## Text under study

# # # # # # #

16.   It was submitted that, although the attention of preparing food was not done in his presence, it would count as attention in connection with a bodily function as an integral part of an overall regime, relying on R(DLA)1/98, and submitted that food preparation in connection with PKU had been accepted as attention in connection with a bodily function in R(A)1/87.  The applicant further relied on R(A) 1/91 and CSDAL/98/94 in this context.

 

17.   It was further submitted that there had been no change of circumstances such as would affect the applicant’s on-going needs which had led to his previous awards.

 

18.   Mrs Hulbert opposed the application.  She submitted that the tribunal had adequately addressed the cooking test.  She submitted that food preparation was too remote to amount to attention in connection with bodily functions.  In her written submissions she had queried whether the tribunal had properly explained its reasons for not renewing the award.  However, she accepted that the reasons for non-renewal could be inferred from the circumstances of a particular case, if sufficiently obvious.

 

         Assessment

 

19.   I consider that the applicant has established arguable grounds of appeal and on that basis I grant leave to appeal and I proceed to treat and determine the application as if it were an appeal.

 

         The “main meal” test

 

20.   The applicant submits that the tribunal did not consider and make findings on the question of whether he satisfied the “main meal” test.  It is clear from the written submission placed before the tribunal by the applicant that he wished this aspect of possible entitlement to be considered.  The record of proceedings contains a statement in the first couple of lines:

 

“Defined issue on appeal.  Confirmed it is whether ability.  Prepare food required for functioning, and main meal.  It is not to “main meal” test.”

# # # # # # #

## Extracted material
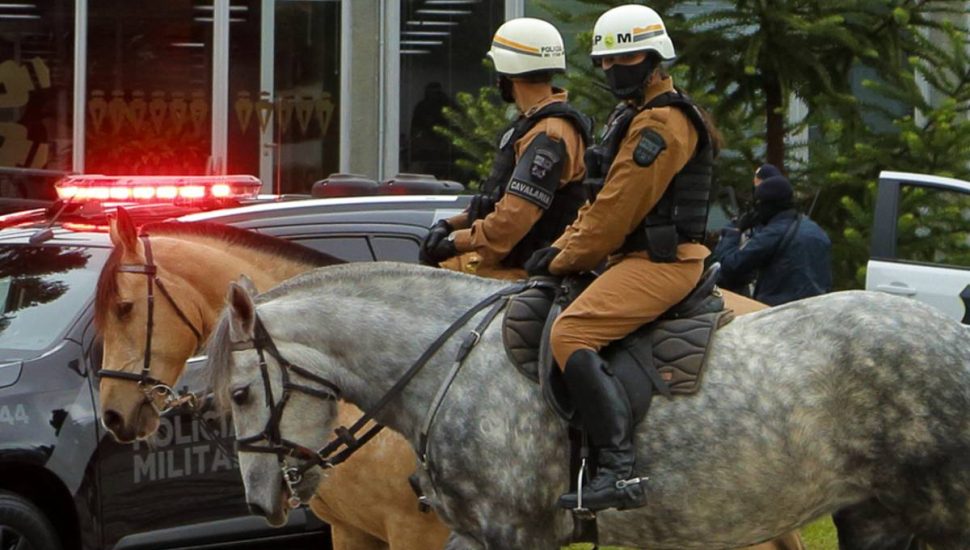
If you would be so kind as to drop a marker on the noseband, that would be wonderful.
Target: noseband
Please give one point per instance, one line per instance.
(270, 440)
(152, 387)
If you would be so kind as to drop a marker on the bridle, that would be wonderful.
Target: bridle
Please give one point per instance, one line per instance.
(152, 387)
(270, 441)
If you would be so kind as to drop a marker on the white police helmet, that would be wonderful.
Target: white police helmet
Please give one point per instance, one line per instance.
(527, 45)
(629, 29)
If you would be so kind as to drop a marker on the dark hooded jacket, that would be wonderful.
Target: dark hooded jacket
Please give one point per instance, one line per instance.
(790, 257)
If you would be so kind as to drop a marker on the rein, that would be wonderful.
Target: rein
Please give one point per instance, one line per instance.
(332, 454)
(152, 387)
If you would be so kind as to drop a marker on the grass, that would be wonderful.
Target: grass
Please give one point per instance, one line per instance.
(817, 536)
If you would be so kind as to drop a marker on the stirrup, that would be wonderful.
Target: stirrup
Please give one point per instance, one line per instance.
(580, 512)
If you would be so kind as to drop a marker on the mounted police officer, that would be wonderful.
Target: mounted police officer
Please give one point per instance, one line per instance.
(787, 253)
(535, 187)
(648, 221)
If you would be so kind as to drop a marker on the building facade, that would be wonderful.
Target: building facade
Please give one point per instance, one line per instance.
(287, 90)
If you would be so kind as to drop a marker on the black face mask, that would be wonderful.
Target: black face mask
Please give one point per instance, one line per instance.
(504, 85)
(626, 81)
(766, 210)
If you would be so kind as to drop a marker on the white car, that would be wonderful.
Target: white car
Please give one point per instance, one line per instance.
(921, 241)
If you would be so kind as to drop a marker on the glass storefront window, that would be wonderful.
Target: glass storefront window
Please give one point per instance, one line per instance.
(149, 85)
(442, 48)
(294, 126)
(36, 91)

# # # # # # #

## Aim of the task
In the appeal decision excerpt, what did Mrs Hulbert submit about food preparation? The listing is drawn from a separate source unrelated to the text.

## Result of this task
She submitted that food preparation was too remote to amount to attention in connection with bodily functions.